● TASK LIST
A) In the exam excerpt, besides the O_DIRECT open flag, what other mechanism does it name for telling the file system not to cache a file's data?
B) Please sum up the exam excerpt in two sentences.

--- Begin SOURCE EXCERPT ---

Please send your answers to me in a PLAIN TEXT file as an attachment
(in a perfect world,
your text file would not have lines longer than 80 characters, but
I'll reformat it if it does). Label the answers clearly so it is
obvious what answers correspond to what questions. Leave space
between each question. Please place your answers in order in the
file. Send your completed exam to margo@eecs.harvard.edu.
I will return the graded exam to you; I tend to engage in a dialog as
much as possible, so there is some educational value in reading more
than just the final number.
This exam is open text book, open source code, and open notes. You
may not use computers (cell phones, PDAs, or any other device that can
talk to a network)
during the exam (other than to record your answers, to view OS/161
or System/161 code, or to examine your notes or the course web site).
Please do not access the Piazza group during the exam.
You must complete the exam on your own.
Exam Policy Statement
At the end of your exam, assuming that you have followed the rules
as stated above, please write the following statement and
then place your name after it, asserting that you have followed the
rules of the exam. "I have neither given nor received help on this exam
and have followed the rules as stated."
If this statement is absent, you will hear from me.
1. Buffer Cache Fun (60 points)
These questions are based on real world challenges in file systems.
A. O_DIRECT
As you learned in assignment 4 and our file system lectures, file
systems often maintain an in-memory collection of pages to speed access
to frequently used files (i.e., the buffer cache).
Software that wishes more explicit control over when data gets to disk
(e.g., transactional database systems) frequently find the buffer cache
a problem. They often implement their own in-memory cache and when they
issue a write system call, they really want the data to go to disk.
In recognition of this problem, some systems provide an open flag
(i.e., a flag to the open system call), O_DIRECT (or the F_NOCACHE
flag to the fcntl system call), that directs the file system not to
cache data for the file in question, but instead to service read/write
requests directly from/to the disk.
Consider the following scenario:
- Process P opens file F with the O_DIRECT flag set.
- The standard cp utility does not set O_DIRECT.
- Now, let's say that P periodically writes blocks to F.
- A shell script wakes up periodically and copies F to make a backup.
If P follows the semantics of O_DIRECT exactly and cp uses the
buffer cache as it currently exists, you can get out-of-date backups.
For example, let's say that at time 1, cp copies file F and leaves
blocks in the buffer cache.
Now P writes a block of F directly to disk (i.e., does not update the
buffer cache).
If cp runs again while its blocks are still in the cache, it could
copy the old version of F without P's most recent update.
Design an implementation of O_DIRECT that solves this problem in the
context of OS/161.
You needn't write pseudocode, but identify the key data structures
you want to change and, in English, describe what parts
of the code you wish to modify and how you wish to modify them.
After you present your design, explain how it avoids the problem
described.
Note: One challenge not explicitly mentioned is that you might have
dirty buffers in the cache when P opens a file O_DIRECT. You may ignore
this situation in this question.

--- End SOURCE EXCERPT ---
--- Begin SUPPLIED MATERIAL ---

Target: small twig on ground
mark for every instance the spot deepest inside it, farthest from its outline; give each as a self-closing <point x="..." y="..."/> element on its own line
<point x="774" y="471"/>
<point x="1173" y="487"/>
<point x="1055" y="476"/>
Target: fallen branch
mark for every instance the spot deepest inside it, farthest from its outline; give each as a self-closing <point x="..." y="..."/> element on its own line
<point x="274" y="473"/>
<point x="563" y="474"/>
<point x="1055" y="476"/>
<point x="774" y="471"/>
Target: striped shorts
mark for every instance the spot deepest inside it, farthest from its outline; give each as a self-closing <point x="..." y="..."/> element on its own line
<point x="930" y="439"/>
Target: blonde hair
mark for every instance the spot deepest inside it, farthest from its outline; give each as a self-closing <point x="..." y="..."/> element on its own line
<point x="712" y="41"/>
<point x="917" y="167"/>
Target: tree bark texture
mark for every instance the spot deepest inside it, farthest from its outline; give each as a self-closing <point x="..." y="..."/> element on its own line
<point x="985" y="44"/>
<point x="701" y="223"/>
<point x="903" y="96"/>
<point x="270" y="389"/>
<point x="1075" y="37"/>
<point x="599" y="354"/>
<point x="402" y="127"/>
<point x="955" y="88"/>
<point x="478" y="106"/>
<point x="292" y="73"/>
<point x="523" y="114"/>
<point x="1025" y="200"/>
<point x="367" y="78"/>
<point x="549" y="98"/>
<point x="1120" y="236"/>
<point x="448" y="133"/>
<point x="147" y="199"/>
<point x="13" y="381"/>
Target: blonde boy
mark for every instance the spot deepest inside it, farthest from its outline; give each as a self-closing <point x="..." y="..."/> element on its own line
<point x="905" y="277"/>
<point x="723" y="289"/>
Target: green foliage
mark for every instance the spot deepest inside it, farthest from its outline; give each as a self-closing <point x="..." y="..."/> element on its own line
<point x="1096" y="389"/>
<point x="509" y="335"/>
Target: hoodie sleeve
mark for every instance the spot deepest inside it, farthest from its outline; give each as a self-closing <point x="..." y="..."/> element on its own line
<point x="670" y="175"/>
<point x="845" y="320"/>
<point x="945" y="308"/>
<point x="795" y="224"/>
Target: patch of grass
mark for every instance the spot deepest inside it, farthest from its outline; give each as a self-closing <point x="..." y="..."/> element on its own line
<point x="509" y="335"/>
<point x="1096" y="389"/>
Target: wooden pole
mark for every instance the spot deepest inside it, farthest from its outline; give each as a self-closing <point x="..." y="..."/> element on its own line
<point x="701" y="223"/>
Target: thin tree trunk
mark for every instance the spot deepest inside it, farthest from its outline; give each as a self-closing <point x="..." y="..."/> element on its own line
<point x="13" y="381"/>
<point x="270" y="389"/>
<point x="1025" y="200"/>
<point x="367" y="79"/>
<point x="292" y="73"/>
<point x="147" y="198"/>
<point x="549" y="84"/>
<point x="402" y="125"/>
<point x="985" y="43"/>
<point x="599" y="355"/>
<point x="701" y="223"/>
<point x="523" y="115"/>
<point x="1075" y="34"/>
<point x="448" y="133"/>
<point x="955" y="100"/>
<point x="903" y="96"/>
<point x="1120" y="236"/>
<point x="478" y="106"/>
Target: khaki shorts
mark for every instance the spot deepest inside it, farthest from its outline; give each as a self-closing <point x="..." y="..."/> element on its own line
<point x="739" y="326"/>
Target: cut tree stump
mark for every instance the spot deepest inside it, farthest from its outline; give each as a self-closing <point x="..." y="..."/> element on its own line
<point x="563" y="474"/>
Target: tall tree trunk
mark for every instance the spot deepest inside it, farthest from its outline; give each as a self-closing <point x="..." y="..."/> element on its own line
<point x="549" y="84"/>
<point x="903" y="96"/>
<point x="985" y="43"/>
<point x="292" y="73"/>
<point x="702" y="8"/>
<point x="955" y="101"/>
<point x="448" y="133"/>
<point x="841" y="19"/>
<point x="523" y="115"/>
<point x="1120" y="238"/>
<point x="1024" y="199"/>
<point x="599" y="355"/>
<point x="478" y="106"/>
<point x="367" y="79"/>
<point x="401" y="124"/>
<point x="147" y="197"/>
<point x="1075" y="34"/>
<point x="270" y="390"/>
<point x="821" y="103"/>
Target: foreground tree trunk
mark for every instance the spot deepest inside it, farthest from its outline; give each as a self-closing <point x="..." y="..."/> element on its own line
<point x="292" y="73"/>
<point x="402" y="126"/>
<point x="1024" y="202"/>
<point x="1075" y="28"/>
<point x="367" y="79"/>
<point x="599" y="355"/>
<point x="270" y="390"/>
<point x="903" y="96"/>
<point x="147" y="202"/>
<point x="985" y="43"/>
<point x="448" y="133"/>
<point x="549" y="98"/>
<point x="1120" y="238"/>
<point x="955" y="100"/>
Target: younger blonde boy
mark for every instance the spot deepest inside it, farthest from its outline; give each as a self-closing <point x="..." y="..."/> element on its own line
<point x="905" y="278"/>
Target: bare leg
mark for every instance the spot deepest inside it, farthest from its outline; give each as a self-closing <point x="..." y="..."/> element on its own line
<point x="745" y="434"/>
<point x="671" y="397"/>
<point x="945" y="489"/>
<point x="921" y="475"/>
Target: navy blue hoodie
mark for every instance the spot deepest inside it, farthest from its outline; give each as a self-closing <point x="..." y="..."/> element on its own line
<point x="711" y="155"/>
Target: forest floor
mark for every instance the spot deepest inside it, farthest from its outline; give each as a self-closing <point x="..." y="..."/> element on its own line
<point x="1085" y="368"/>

--- End SUPPLIED MATERIAL ---

● OUTPUTS
A) The F_NOCACHE flag to the fcntl system call.

B) The exam excerpt sets the rules for submission and conduct: answers go in a clearly labeled plain text file emailed to margo@eecs.harvard.edu, the exam is open book, notes and source code, networked devices are barred except for limited uses, the work must be done alone, and the exam must end with a signed statement that the rules were followed. Its first question explains how a process writing with O_DIRECT while cp uses the buffer cache can produce out-of-date backups, and it asks for an OS/161 design of O_DIRECT that avoids this problem.